Data for the task.
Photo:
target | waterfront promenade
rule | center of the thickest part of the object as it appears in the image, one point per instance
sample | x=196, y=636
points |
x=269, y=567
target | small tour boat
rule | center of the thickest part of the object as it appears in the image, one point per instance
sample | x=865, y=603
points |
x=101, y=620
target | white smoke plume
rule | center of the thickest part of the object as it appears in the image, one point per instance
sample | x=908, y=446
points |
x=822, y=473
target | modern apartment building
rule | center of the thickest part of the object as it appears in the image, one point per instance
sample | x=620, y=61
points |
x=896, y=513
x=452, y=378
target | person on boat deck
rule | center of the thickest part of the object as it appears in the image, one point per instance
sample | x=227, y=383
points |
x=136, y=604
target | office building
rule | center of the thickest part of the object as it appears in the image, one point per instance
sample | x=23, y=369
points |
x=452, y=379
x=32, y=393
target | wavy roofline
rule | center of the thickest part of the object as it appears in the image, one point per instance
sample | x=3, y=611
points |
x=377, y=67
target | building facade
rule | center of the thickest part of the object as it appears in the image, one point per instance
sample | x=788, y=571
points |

Problem to work on. In the listing above, locate the line with "sample | x=23, y=369" and the line with "target | building facade", then extract exactly those lines and every line between them, and nothing more.

Answer to this task.
sample | x=23, y=369
points |
x=452, y=379
x=32, y=393
target | wavy roofline
rule | center of the thickest part of the object as it appears in the image, one point per instance
sample | x=3, y=611
points |
x=377, y=67
target | building facade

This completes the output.